▸ Written request
Copy out the entries from the line containing "[segment] boat hull" through the line containing "Provide the mask of every instance of the boat", inclusive, changing "boat hull" to "ship hull" and keeping everything else the same.
[Start Data]
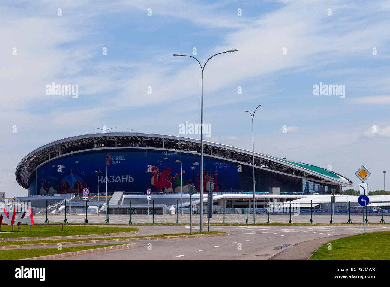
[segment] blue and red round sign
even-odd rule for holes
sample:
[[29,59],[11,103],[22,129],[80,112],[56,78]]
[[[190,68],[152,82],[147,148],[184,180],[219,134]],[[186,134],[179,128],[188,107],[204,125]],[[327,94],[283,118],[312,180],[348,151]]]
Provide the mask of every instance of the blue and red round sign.
[[84,194],[84,196],[88,196],[88,194],[89,194],[89,191],[88,190],[87,187],[83,189],[83,194]]

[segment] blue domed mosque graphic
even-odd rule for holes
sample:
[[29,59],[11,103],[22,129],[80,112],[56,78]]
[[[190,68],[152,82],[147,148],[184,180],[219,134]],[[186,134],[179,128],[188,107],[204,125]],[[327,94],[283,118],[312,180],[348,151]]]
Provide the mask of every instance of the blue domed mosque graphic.
[[73,169],[71,171],[71,174],[62,178],[60,181],[60,190],[59,193],[80,193],[84,188],[85,181],[78,175],[73,174]]

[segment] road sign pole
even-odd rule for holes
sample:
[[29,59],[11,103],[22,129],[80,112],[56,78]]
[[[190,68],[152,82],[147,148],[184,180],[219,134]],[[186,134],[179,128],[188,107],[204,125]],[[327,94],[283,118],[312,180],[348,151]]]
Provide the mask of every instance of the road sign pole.
[[267,221],[267,223],[270,223],[271,219],[269,219],[269,199],[268,200],[268,207],[267,209],[268,209],[268,221]]
[[84,226],[85,226],[85,209],[87,208],[87,201],[85,201],[85,207],[84,208]]
[[365,221],[364,220],[364,207],[363,207],[363,233],[365,233]]
[[[13,201],[12,201],[12,203],[13,203]],[[12,206],[13,207],[13,206]],[[49,219],[48,218],[48,200],[46,200],[46,220],[45,220],[45,223],[49,223]],[[12,228],[13,228],[13,226],[12,226]]]
[[223,200],[223,224],[225,224],[225,200]]
[[108,218],[108,201],[107,201],[107,221],[106,223],[110,223],[110,219]]
[[85,223],[88,223],[88,200],[85,201]]
[[347,223],[352,223],[352,221],[351,220],[351,200],[349,201],[349,203],[348,205],[349,207],[349,219],[348,220],[348,222],[347,222]]
[[292,219],[291,218],[291,201],[290,201],[290,220],[289,221],[289,223],[292,223]]
[[383,202],[381,201],[381,204],[382,205],[382,219],[381,219],[381,221],[379,222],[380,223],[384,223],[385,220],[383,220]]
[[313,201],[310,201],[310,222],[309,223],[313,224]]
[[248,224],[248,200],[246,200],[246,222],[245,223],[245,224]]
[[129,219],[129,224],[131,223],[131,200],[130,200],[130,219]]
[[192,203],[192,196],[190,195],[190,205],[191,207],[190,208],[190,232],[191,234],[192,234],[192,205],[191,205]]
[[[98,210],[99,210],[98,209]],[[68,220],[66,219],[66,200],[65,200],[65,219],[64,221],[64,223],[68,223]]]
[[368,216],[367,216],[367,207],[366,207],[366,219],[365,222],[366,223],[370,223],[368,222]]

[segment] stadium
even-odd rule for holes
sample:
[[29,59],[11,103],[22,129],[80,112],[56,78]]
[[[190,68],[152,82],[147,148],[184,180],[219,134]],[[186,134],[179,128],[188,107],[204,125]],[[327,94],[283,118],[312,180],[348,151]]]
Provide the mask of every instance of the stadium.
[[[181,180],[185,198],[189,196],[190,184],[193,182],[197,191],[200,189],[200,141],[134,132],[74,136],[29,153],[18,165],[16,176],[19,184],[28,190],[23,200],[31,200],[33,206],[43,207],[46,199],[53,203],[81,196],[85,187],[90,196],[97,196],[98,188],[99,195],[105,196],[106,181],[110,207],[128,206],[130,199],[134,204],[145,204],[148,189],[156,204],[170,205],[180,198]],[[213,193],[219,196],[215,204],[220,204],[223,199],[231,200],[227,207],[245,204],[253,197],[252,151],[203,142],[204,192],[207,193],[206,184],[212,182]],[[182,143],[181,173],[179,143]],[[310,194],[330,194],[332,189],[340,194],[342,187],[353,184],[334,171],[259,153],[255,153],[255,166],[257,207],[265,206],[266,198],[284,201]],[[195,198],[199,199],[197,193]],[[96,205],[100,208],[103,201]]]

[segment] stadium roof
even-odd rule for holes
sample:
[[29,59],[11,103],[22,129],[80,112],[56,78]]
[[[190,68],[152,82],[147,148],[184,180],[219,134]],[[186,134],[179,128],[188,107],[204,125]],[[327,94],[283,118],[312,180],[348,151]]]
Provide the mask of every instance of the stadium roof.
[[[113,149],[142,149],[177,152],[179,142],[183,142],[184,153],[200,155],[199,139],[156,134],[135,132],[107,132],[91,134],[63,139],[45,144],[26,155],[16,168],[18,183],[25,188],[28,179],[37,168],[48,162],[76,153]],[[213,158],[252,166],[252,152],[225,144],[203,141],[203,154]],[[256,168],[281,175],[305,178],[328,185],[352,186],[353,183],[333,171],[316,166],[287,160],[268,155],[255,153]]]

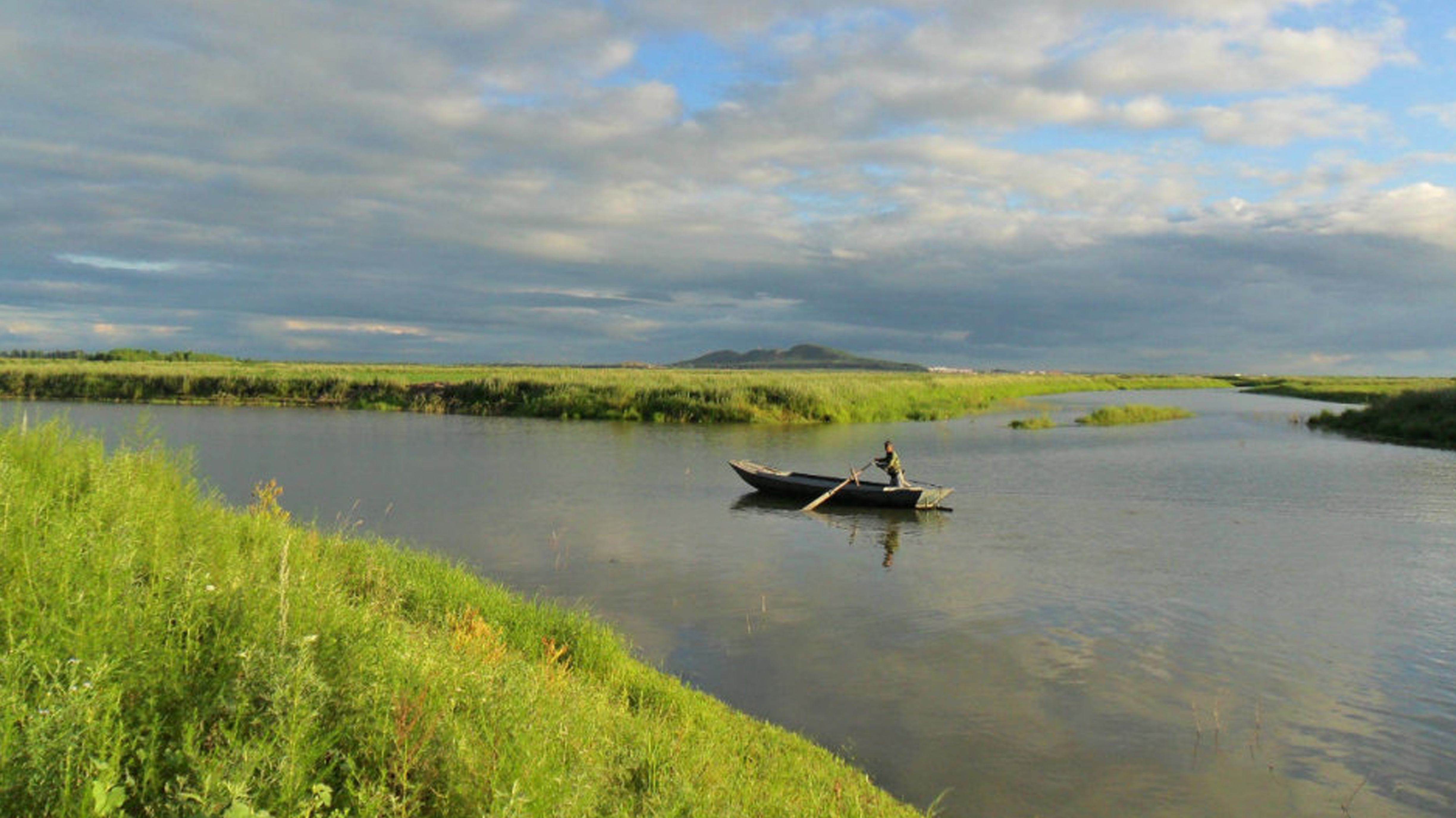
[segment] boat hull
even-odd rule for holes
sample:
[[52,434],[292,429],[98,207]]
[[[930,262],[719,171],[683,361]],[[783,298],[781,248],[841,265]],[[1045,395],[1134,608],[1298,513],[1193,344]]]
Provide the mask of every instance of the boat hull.
[[[814,499],[844,482],[844,477],[783,472],[750,460],[729,460],[743,482],[760,492],[780,496]],[[878,508],[939,508],[941,501],[955,489],[943,486],[891,486],[872,480],[850,482],[834,492],[827,502],[837,505],[871,505]]]

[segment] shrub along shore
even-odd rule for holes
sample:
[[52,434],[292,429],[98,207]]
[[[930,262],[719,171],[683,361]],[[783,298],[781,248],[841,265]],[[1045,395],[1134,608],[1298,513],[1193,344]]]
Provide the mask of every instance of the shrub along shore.
[[1310,428],[1351,437],[1456,448],[1456,378],[1264,377],[1236,378],[1248,392],[1335,403],[1363,403],[1345,412],[1321,412]]
[[15,815],[913,815],[834,754],[438,557],[226,507],[140,437],[0,425]]
[[0,360],[0,397],[689,424],[933,421],[1035,394],[1227,384],[1184,376]]

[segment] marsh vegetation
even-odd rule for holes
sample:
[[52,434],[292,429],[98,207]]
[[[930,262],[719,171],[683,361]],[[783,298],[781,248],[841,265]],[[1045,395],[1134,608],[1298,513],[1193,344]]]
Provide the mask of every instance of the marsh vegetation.
[[1076,422],[1088,426],[1123,426],[1127,424],[1160,424],[1163,421],[1179,421],[1192,416],[1192,412],[1181,406],[1128,403],[1124,406],[1101,406],[1089,415],[1082,415]]
[[[29,426],[29,428],[28,428]],[[7,815],[909,815],[584,613],[0,428]]]
[[933,421],[1031,394],[1208,386],[1227,381],[1009,373],[0,361],[4,397],[687,424]]

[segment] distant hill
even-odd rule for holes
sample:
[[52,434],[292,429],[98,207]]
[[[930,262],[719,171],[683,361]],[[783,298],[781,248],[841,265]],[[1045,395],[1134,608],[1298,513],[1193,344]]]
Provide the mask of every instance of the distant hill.
[[923,373],[919,364],[860,358],[843,349],[818,344],[799,344],[788,349],[750,349],[735,352],[719,349],[699,355],[692,361],[678,361],[674,367],[689,370],[893,370]]

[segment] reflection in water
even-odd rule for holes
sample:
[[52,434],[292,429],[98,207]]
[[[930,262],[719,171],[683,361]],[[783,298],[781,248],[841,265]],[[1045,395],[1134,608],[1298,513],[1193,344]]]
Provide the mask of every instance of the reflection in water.
[[[140,413],[232,502],[444,552],[582,603],[649,662],[943,818],[1456,815],[1456,456],[1309,434],[1232,390],[1047,397],[1195,419],[1006,429]],[[42,415],[31,405],[31,422]],[[955,514],[743,493],[893,438]],[[734,499],[737,498],[737,499]],[[351,511],[357,509],[357,511]]]
[[879,563],[884,568],[894,566],[895,552],[900,550],[901,527],[927,525],[938,528],[943,525],[945,515],[949,514],[948,509],[874,508],[858,505],[821,505],[812,511],[802,511],[802,502],[763,492],[750,492],[740,496],[732,502],[732,511],[756,511],[812,520],[828,528],[844,531],[850,546],[856,544],[862,536],[874,539],[884,555]]

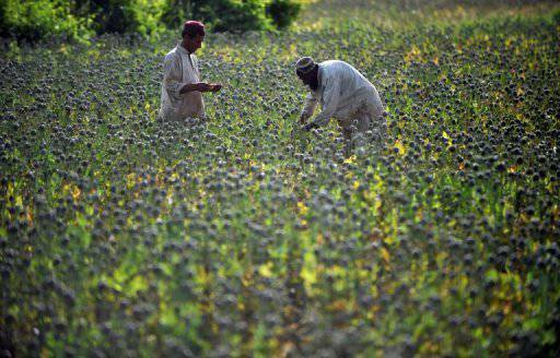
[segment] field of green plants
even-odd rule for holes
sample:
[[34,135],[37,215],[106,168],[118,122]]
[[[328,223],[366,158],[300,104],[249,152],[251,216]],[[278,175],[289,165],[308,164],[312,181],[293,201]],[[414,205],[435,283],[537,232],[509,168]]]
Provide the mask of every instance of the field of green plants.
[[[0,356],[560,353],[560,7],[310,4],[208,34],[207,121],[156,121],[159,40],[4,45]],[[294,61],[387,107],[343,155]]]

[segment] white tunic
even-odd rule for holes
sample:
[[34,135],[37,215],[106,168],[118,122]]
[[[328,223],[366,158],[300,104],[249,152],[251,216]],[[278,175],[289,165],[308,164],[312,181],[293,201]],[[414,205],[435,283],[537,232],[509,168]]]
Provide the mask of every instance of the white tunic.
[[357,69],[338,60],[320,62],[318,65],[318,87],[307,95],[302,117],[310,118],[319,100],[322,111],[313,121],[317,126],[327,123],[330,118],[338,119],[343,126],[364,107],[371,108],[369,111],[375,117],[381,116],[383,104],[377,90]]
[[200,82],[198,59],[178,44],[165,55],[160,117],[163,120],[184,120],[205,116],[202,94],[198,91],[179,93],[184,85]]

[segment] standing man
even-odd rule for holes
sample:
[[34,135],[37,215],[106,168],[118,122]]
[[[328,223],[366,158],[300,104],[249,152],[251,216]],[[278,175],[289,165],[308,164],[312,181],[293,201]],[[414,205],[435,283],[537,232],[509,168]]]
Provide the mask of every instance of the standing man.
[[303,57],[295,63],[295,73],[311,88],[300,123],[307,121],[319,100],[322,106],[320,114],[305,124],[305,130],[336,118],[347,142],[347,155],[369,129],[372,129],[380,143],[384,140],[387,124],[380,94],[357,69],[345,61],[315,63],[311,57]]
[[205,117],[203,92],[218,92],[221,84],[200,82],[198,59],[194,52],[205,40],[205,25],[187,21],[183,26],[183,40],[165,55],[160,118],[184,121]]

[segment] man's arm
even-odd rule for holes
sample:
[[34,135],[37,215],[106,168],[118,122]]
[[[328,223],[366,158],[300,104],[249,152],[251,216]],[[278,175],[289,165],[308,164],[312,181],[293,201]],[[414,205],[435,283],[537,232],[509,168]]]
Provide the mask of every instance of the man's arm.
[[182,82],[183,74],[180,73],[180,64],[177,59],[168,56],[165,58],[164,63],[164,74],[163,74],[163,83],[165,84],[165,88],[170,96],[175,99],[179,99],[180,95],[198,91],[198,92],[215,92],[220,90],[221,86],[211,85],[205,82],[197,83],[185,83]]
[[312,129],[326,124],[329,119],[335,115],[338,103],[340,102],[340,80],[334,77],[327,80],[325,84],[325,92],[323,93],[323,103],[325,108],[322,109],[320,114],[315,117],[315,120],[307,124],[306,129]]
[[302,112],[300,115],[300,123],[305,123],[307,119],[313,116],[315,108],[317,107],[318,98],[314,93],[308,93],[307,97],[305,97],[305,105],[303,106]]

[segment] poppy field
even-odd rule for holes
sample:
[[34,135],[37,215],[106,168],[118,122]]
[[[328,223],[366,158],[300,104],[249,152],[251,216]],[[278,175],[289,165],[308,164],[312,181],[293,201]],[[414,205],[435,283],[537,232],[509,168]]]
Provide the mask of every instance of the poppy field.
[[[557,357],[560,7],[424,3],[209,33],[188,123],[177,34],[5,45],[0,356]],[[376,86],[383,144],[300,129],[301,56]]]

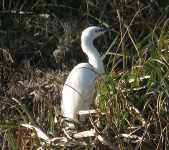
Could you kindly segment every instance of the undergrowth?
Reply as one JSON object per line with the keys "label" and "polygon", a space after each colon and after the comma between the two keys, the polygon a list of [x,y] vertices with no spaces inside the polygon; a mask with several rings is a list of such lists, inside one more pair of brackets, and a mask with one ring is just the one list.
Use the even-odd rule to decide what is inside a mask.
{"label": "undergrowth", "polygon": [[[4,0],[0,7],[1,149],[169,149],[168,1]],[[70,144],[61,90],[86,60],[80,32],[89,25],[112,28],[96,41],[106,74],[96,87],[96,114],[79,129],[95,136]]]}

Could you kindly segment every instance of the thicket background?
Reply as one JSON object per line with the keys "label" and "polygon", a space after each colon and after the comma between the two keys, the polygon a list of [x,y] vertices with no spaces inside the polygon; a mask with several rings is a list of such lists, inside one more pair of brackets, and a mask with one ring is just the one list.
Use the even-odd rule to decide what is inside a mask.
{"label": "thicket background", "polygon": [[[101,99],[101,104],[105,102],[103,105],[108,108],[105,111],[101,105],[106,117],[101,116],[104,121],[100,130],[108,124],[107,131],[112,132],[109,141],[118,149],[125,149],[132,142],[115,141],[115,136],[132,132],[146,139],[135,141],[137,148],[169,148],[168,16],[167,0],[1,0],[0,148],[40,147],[31,138],[26,144],[22,141],[26,136],[18,127],[22,122],[39,125],[53,137],[62,135],[59,123],[54,122],[59,116],[62,86],[72,67],[87,61],[81,51],[80,35],[91,25],[112,28],[96,45],[105,55],[108,86],[118,86],[118,90],[109,93],[104,87],[101,89],[103,95],[109,96],[107,100]],[[135,70],[138,66],[142,69]],[[151,80],[140,83],[138,79],[146,79],[147,74]],[[128,85],[129,77],[137,82]],[[123,80],[126,82],[122,83]],[[132,92],[126,90],[124,96],[124,89]],[[110,94],[112,91],[114,95]],[[119,104],[110,103],[110,99]],[[138,123],[139,117],[124,113],[128,101],[140,111],[146,125]],[[119,120],[120,115],[115,115],[115,120],[110,117],[113,108],[122,109],[124,122]],[[117,121],[116,127],[113,121]],[[138,132],[128,129],[133,124],[140,125]],[[91,149],[102,145],[96,139],[89,141]],[[112,148],[109,144],[105,147]]]}

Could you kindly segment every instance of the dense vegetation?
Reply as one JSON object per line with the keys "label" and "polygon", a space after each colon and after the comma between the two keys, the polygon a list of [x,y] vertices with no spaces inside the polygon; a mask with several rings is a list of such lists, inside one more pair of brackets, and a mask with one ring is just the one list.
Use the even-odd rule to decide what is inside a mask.
{"label": "dense vegetation", "polygon": [[[168,16],[167,0],[3,0],[0,148],[169,149]],[[82,128],[96,134],[66,139],[62,85],[71,68],[87,60],[80,33],[90,25],[112,28],[95,43],[106,74],[96,88],[97,113]]]}

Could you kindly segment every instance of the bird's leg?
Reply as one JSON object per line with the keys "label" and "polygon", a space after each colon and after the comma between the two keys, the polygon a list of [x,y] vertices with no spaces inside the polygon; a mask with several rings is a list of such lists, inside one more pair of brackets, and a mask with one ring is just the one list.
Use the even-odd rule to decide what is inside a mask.
{"label": "bird's leg", "polygon": [[75,133],[77,133],[79,123],[74,121],[71,118],[62,118],[61,119],[61,126],[62,126],[62,129],[63,129],[64,135],[68,139],[71,140],[71,139],[74,138],[73,135]]}

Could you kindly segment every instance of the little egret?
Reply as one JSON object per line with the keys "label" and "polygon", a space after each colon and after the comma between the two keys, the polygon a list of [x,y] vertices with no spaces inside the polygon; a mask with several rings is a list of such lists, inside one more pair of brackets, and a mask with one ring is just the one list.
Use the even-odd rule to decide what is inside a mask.
{"label": "little egret", "polygon": [[88,56],[89,63],[80,63],[70,72],[62,90],[62,115],[77,120],[76,113],[89,109],[97,77],[104,73],[103,61],[93,41],[106,29],[91,26],[83,30],[81,48]]}

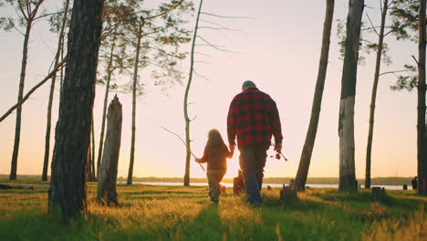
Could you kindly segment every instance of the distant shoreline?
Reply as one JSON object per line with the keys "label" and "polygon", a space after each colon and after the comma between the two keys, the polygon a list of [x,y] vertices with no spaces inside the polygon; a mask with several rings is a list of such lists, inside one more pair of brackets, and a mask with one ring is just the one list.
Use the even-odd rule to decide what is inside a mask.
{"label": "distant shoreline", "polygon": [[[50,178],[50,176],[48,177]],[[372,185],[411,185],[411,180],[413,177],[374,177],[371,179]],[[0,174],[0,181],[9,179],[9,175]],[[182,183],[182,177],[133,177],[133,182],[146,182],[146,183]],[[291,177],[265,177],[265,183],[289,183]],[[41,180],[40,175],[18,175],[19,181],[37,181]],[[127,178],[118,177],[118,182],[126,182]],[[365,183],[364,179],[358,179],[359,184]],[[207,183],[206,178],[190,178],[190,183]],[[224,178],[223,183],[232,183],[233,178]],[[338,177],[308,177],[307,184],[338,184]]]}

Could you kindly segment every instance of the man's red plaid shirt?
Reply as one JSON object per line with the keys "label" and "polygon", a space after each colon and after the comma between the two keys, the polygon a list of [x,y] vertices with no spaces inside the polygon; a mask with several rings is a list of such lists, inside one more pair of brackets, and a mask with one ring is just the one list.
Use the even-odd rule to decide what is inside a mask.
{"label": "man's red plaid shirt", "polygon": [[227,117],[228,142],[237,146],[270,145],[272,135],[276,143],[282,143],[282,128],[275,100],[256,88],[236,95]]}

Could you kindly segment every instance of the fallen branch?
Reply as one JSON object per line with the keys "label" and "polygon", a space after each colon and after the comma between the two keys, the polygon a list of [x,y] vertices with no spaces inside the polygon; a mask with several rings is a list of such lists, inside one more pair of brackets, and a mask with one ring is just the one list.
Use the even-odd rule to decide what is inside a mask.
{"label": "fallen branch", "polygon": [[57,70],[59,70],[60,68],[62,68],[64,67],[66,62],[67,62],[67,57],[64,58],[64,60],[59,62],[57,64],[57,66],[52,70],[52,72],[50,72],[47,77],[45,77],[45,79],[43,79],[43,80],[41,80],[38,84],[36,84],[35,87],[33,87],[33,89],[31,89],[19,102],[17,102],[16,105],[11,107],[9,109],[9,110],[7,110],[5,114],[3,114],[2,117],[0,117],[0,122],[2,122],[3,120],[5,120],[6,117],[8,117],[16,109],[21,107],[22,104],[24,104],[24,102],[26,102],[26,100],[28,100],[30,95],[33,94],[33,92],[36,91],[36,89],[37,89],[40,86],[42,86],[44,83],[46,83],[47,80],[49,80],[52,78],[52,76],[54,76],[57,73]]}

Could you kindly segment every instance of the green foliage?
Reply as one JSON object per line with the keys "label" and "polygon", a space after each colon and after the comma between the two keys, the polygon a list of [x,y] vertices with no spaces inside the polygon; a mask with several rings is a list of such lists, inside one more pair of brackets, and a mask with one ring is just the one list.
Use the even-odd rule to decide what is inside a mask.
{"label": "green foliage", "polygon": [[[138,38],[141,38],[139,68],[151,74],[153,85],[166,89],[174,83],[182,83],[183,76],[179,63],[187,53],[180,48],[191,40],[191,32],[183,26],[186,24],[185,15],[193,10],[193,3],[172,0],[148,9],[141,1],[117,2],[124,13],[120,16],[120,50],[115,59],[119,72],[133,74]],[[140,25],[142,26],[141,33],[139,33]],[[144,83],[138,81],[139,95],[144,93]],[[120,84],[119,89],[130,92],[132,83]]]}
{"label": "green foliage", "polygon": [[418,83],[418,72],[417,68],[411,65],[404,65],[406,75],[396,75],[396,84],[391,86],[391,90],[412,90],[417,87]]}
{"label": "green foliage", "polygon": [[398,40],[410,39],[418,41],[418,11],[420,1],[417,0],[395,0],[390,13],[391,16],[391,34]]}
{"label": "green foliage", "polygon": [[[243,195],[222,194],[212,204],[206,186],[119,184],[120,205],[95,202],[89,183],[89,213],[63,223],[47,215],[47,190],[0,192],[1,240],[422,240],[425,197],[413,191],[388,191],[370,201],[369,191],[347,194],[314,189],[299,202],[279,204],[279,190],[263,190],[264,205],[252,208]],[[231,193],[231,189],[227,189]],[[413,214],[413,215],[412,215]],[[391,225],[393,224],[394,225]],[[395,226],[395,228],[391,228]],[[398,234],[411,230],[405,237]],[[408,233],[408,232],[407,232]],[[419,238],[419,239],[416,239]]]}

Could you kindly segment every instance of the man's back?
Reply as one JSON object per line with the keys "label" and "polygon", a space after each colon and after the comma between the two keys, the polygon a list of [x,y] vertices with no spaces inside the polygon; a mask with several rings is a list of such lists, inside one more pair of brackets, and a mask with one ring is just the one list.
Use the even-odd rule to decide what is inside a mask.
{"label": "man's back", "polygon": [[256,88],[237,94],[227,118],[229,142],[237,137],[239,147],[269,146],[272,134],[276,142],[282,141],[280,120],[276,102]]}

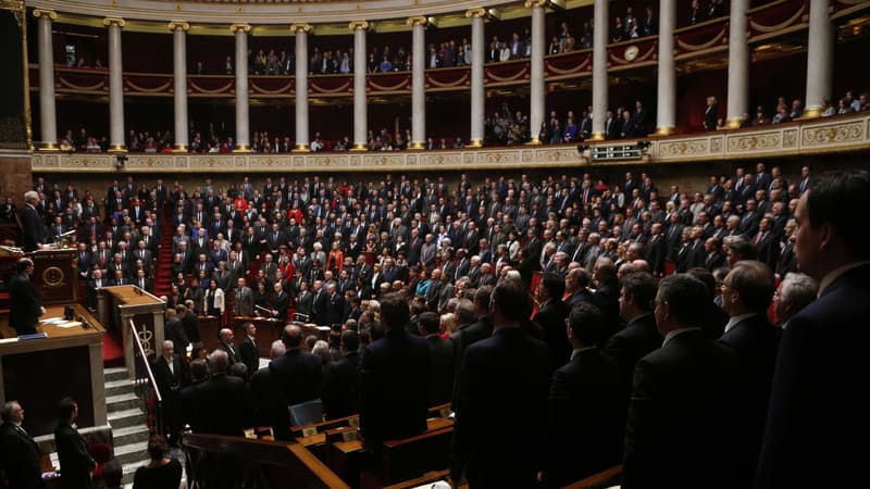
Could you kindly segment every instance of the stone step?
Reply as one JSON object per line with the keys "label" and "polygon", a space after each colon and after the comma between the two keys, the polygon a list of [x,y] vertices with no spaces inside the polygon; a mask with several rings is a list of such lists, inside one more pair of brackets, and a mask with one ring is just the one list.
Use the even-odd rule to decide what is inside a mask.
{"label": "stone step", "polygon": [[109,411],[107,417],[112,429],[135,425],[145,426],[145,413],[139,408]]}
{"label": "stone step", "polygon": [[148,427],[145,426],[145,419],[142,418],[141,423],[137,423],[130,426],[124,426],[123,428],[113,428],[112,442],[115,446],[122,446],[127,443],[148,441],[149,435],[150,434],[148,431]]}
{"label": "stone step", "polygon": [[148,441],[115,446],[115,459],[121,465],[148,460]]}
{"label": "stone step", "polygon": [[121,380],[122,378],[129,379],[129,373],[126,367],[111,367],[103,371],[107,383]]}
{"label": "stone step", "polygon": [[119,396],[122,393],[133,392],[133,383],[124,377],[120,380],[111,380],[105,383],[105,396]]}
{"label": "stone step", "polygon": [[110,412],[138,408],[139,404],[139,398],[137,398],[133,392],[105,397],[105,406]]}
[End Data]
▸ Correct output
[segment] ship hull
even-odd rule for holes
sample:
[[52,434],[292,429],[98,207]]
[[[930,262],[719,171],[683,361]],[[783,298],[781,248],[841,265]],[[1045,395],[1134,608],[1298,513],[1193,344]]]
Provide the mask of every instance of the ship hull.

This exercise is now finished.